→ SUPPLIED MATERIAL
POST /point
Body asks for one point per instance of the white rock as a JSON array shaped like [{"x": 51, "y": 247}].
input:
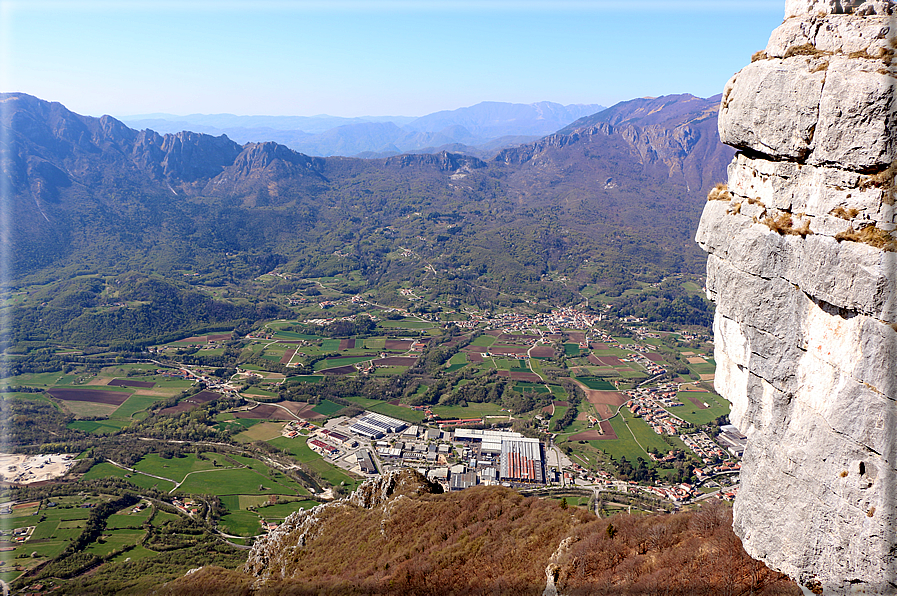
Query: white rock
[
  {"x": 857, "y": 116},
  {"x": 806, "y": 326},
  {"x": 772, "y": 107}
]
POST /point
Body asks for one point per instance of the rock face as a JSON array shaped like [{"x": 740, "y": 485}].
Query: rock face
[{"x": 804, "y": 274}]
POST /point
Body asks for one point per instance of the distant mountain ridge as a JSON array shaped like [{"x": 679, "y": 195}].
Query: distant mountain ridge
[
  {"x": 603, "y": 204},
  {"x": 479, "y": 130}
]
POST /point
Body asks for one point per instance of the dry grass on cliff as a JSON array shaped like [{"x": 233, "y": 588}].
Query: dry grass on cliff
[
  {"x": 784, "y": 224},
  {"x": 491, "y": 540},
  {"x": 872, "y": 235}
]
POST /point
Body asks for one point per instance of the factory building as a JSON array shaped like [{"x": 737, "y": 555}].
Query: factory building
[
  {"x": 375, "y": 426},
  {"x": 521, "y": 460}
]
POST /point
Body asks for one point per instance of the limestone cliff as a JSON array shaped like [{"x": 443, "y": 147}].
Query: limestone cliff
[{"x": 804, "y": 274}]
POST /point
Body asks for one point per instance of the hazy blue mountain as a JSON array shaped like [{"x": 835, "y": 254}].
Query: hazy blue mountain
[
  {"x": 601, "y": 203},
  {"x": 491, "y": 119},
  {"x": 481, "y": 130}
]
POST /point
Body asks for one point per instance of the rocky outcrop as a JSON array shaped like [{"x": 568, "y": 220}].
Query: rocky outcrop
[
  {"x": 803, "y": 269},
  {"x": 273, "y": 556}
]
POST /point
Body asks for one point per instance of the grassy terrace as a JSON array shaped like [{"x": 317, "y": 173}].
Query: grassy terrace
[{"x": 381, "y": 407}]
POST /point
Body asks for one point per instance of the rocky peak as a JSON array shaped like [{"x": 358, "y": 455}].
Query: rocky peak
[
  {"x": 803, "y": 269},
  {"x": 395, "y": 483}
]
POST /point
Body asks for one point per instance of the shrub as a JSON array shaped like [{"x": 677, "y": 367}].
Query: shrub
[
  {"x": 720, "y": 192},
  {"x": 843, "y": 213},
  {"x": 784, "y": 224},
  {"x": 806, "y": 49},
  {"x": 871, "y": 235}
]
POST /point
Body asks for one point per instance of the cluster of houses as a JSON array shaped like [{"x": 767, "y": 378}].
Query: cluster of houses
[
  {"x": 188, "y": 506},
  {"x": 701, "y": 444},
  {"x": 642, "y": 405},
  {"x": 18, "y": 535}
]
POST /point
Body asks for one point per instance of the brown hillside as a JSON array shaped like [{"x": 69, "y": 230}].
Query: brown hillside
[{"x": 492, "y": 540}]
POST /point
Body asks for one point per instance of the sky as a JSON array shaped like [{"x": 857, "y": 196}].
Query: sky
[{"x": 370, "y": 58}]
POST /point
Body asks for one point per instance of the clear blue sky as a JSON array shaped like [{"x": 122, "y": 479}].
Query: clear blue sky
[{"x": 354, "y": 58}]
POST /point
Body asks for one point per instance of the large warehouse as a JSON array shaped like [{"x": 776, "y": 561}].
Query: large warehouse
[
  {"x": 375, "y": 426},
  {"x": 521, "y": 460}
]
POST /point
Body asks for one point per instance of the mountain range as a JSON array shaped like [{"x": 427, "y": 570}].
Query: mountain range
[
  {"x": 611, "y": 198},
  {"x": 480, "y": 130}
]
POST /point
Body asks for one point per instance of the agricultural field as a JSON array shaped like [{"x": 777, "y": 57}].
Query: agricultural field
[
  {"x": 694, "y": 410},
  {"x": 471, "y": 410},
  {"x": 302, "y": 453}
]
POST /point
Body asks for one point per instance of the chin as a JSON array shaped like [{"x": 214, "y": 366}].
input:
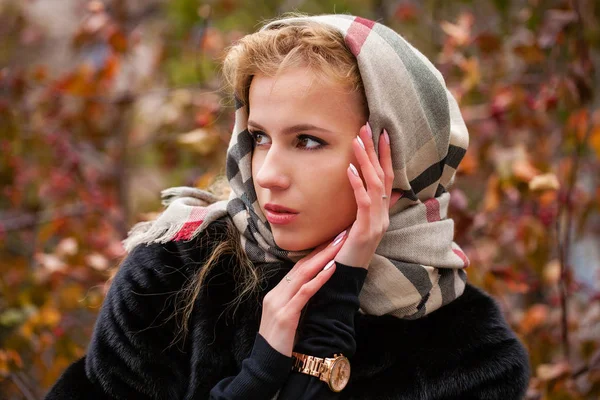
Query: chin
[{"x": 292, "y": 243}]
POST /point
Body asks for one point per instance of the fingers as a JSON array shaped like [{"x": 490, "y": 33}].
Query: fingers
[
  {"x": 297, "y": 303},
  {"x": 385, "y": 160},
  {"x": 306, "y": 269},
  {"x": 367, "y": 159}
]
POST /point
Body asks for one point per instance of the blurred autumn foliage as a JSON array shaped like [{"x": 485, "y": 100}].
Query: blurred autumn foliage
[{"x": 105, "y": 103}]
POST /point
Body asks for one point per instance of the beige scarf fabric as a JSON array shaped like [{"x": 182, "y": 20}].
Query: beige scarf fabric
[{"x": 417, "y": 267}]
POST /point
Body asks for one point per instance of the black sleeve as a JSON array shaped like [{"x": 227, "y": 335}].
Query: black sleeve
[
  {"x": 327, "y": 329},
  {"x": 131, "y": 353},
  {"x": 260, "y": 377}
]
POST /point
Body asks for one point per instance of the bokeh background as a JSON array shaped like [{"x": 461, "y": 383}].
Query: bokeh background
[{"x": 105, "y": 103}]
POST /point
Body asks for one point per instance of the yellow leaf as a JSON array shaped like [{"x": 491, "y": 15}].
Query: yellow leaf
[
  {"x": 548, "y": 372},
  {"x": 544, "y": 182}
]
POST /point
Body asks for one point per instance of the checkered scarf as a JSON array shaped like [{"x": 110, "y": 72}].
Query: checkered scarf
[{"x": 417, "y": 267}]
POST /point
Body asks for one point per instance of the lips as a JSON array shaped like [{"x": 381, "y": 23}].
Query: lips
[
  {"x": 279, "y": 215},
  {"x": 279, "y": 209}
]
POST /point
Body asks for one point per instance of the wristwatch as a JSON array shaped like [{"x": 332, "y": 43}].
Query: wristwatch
[{"x": 335, "y": 371}]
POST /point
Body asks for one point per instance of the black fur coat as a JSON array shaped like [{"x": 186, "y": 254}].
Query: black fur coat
[{"x": 464, "y": 350}]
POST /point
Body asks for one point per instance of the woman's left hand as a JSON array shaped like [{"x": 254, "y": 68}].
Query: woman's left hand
[{"x": 372, "y": 218}]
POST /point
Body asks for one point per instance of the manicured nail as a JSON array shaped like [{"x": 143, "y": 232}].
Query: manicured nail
[
  {"x": 386, "y": 136},
  {"x": 360, "y": 142},
  {"x": 338, "y": 238},
  {"x": 354, "y": 170},
  {"x": 329, "y": 265},
  {"x": 369, "y": 131}
]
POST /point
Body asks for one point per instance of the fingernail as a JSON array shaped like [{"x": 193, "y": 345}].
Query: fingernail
[
  {"x": 386, "y": 136},
  {"x": 354, "y": 170},
  {"x": 369, "y": 131},
  {"x": 338, "y": 238},
  {"x": 360, "y": 142}
]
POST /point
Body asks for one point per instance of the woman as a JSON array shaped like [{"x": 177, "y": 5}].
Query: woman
[{"x": 331, "y": 271}]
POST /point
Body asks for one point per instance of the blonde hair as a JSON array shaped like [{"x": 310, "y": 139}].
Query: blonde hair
[
  {"x": 308, "y": 44},
  {"x": 316, "y": 46}
]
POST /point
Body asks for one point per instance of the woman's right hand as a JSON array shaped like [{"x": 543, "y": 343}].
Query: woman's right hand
[{"x": 283, "y": 305}]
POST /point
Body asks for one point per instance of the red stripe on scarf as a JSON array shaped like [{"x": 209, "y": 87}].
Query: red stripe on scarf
[
  {"x": 462, "y": 256},
  {"x": 195, "y": 220},
  {"x": 433, "y": 210},
  {"x": 357, "y": 34}
]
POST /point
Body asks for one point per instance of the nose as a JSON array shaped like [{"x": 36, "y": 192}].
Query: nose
[{"x": 272, "y": 169}]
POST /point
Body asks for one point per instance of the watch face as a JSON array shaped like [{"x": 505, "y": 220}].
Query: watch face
[{"x": 340, "y": 374}]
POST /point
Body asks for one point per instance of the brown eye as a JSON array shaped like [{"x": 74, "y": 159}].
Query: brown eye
[
  {"x": 259, "y": 138},
  {"x": 309, "y": 142}
]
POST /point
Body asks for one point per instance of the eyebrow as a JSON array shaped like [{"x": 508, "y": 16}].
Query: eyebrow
[{"x": 294, "y": 128}]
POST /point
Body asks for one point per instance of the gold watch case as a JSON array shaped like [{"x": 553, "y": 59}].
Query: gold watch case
[{"x": 334, "y": 371}]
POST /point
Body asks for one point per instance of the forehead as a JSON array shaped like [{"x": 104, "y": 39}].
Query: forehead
[{"x": 302, "y": 93}]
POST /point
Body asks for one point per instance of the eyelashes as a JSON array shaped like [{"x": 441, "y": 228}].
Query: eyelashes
[{"x": 301, "y": 141}]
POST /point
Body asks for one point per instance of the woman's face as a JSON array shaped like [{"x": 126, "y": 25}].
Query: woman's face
[{"x": 303, "y": 129}]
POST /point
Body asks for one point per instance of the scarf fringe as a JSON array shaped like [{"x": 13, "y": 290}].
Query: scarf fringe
[{"x": 150, "y": 232}]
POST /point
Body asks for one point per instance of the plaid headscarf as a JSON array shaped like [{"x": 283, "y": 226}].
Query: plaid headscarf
[{"x": 417, "y": 267}]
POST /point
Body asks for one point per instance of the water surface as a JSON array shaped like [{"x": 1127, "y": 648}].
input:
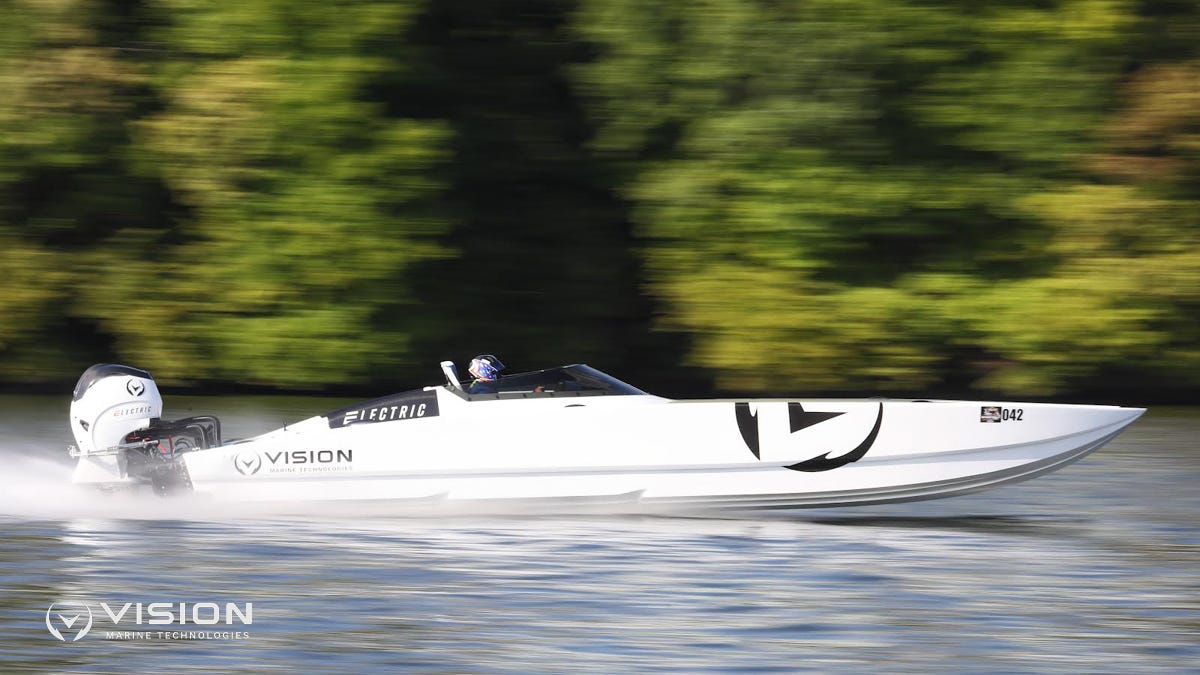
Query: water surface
[{"x": 1093, "y": 568}]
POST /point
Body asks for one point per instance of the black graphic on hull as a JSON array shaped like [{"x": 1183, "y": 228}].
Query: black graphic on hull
[
  {"x": 825, "y": 464},
  {"x": 799, "y": 419},
  {"x": 748, "y": 424}
]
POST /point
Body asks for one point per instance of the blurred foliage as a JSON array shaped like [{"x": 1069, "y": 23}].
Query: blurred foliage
[{"x": 846, "y": 195}]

→ EXERCISE AIM
For this exercise, transcribe exactly the part of the records above that opens with the line containing "Body asks for one point per instance of the agricultural" and closes with the one containing "Body asks for one point per instance of the black fur". Pictures are not part of the copy.

→ REPLY
Body asks for one point per instance of the agricultural field as a JSON array shaped like [{"x": 777, "y": 57}].
Query: agricultural field
[
  {"x": 694, "y": 410},
  {"x": 471, "y": 410},
  {"x": 302, "y": 453}
]
POST /point
Body asks for one point per instance of the chin as a JSON array shaped like [{"x": 214, "y": 366}].
input:
Query: chin
[{"x": 292, "y": 243}]
POST /point
Body asks for one point per instance of the fingers as a JSON array shaped like [{"x": 490, "y": 33}].
Query: fingers
[
  {"x": 297, "y": 303},
  {"x": 385, "y": 160},
  {"x": 306, "y": 269},
  {"x": 367, "y": 159}
]
POST /point
Body asks for one point per instance of the blurred autumn foliage as a JSON array shaped like [{"x": 485, "y": 100}].
Query: blurred autumn foliage
[{"x": 105, "y": 103}]
POST /point
Body asks for one point per instance of the beige scarf fabric as a JSON array shaped like [{"x": 182, "y": 20}].
Query: beige scarf fabric
[{"x": 417, "y": 267}]
POST /point
Body asks for one point per instance of the black sleeve as a JSON array shaped like [{"x": 227, "y": 335}].
Query: black sleeve
[
  {"x": 327, "y": 329},
  {"x": 131, "y": 353},
  {"x": 260, "y": 377}
]
POST /point
Body asks for one point per instance of the bokeh background as a JSON array shaped like [{"x": 461, "y": 383}].
Query: bokeh background
[{"x": 105, "y": 103}]
POST /point
Body asks for one point per instance of the yellow leaf as a JSON array shaped like [{"x": 491, "y": 15}].
Query: yellow leaf
[
  {"x": 548, "y": 372},
  {"x": 544, "y": 182}
]
POST /point
Body asks for one point per instance of the checkered scarf as a JSON array shaped like [{"x": 110, "y": 72}].
Query: checkered scarf
[{"x": 417, "y": 267}]
POST /point
Body asks for one point per instance of the lips as a JSON array shaped like [{"x": 381, "y": 23}].
Query: lips
[
  {"x": 279, "y": 215},
  {"x": 279, "y": 209}
]
POST /point
Body asks for one point per instance of the wristwatch as a JSON array shaped like [{"x": 332, "y": 43}].
Query: wristwatch
[{"x": 335, "y": 371}]
POST /point
Body asks for one point per instance of the black fur coat as a JSON array shaped like [{"x": 186, "y": 254}].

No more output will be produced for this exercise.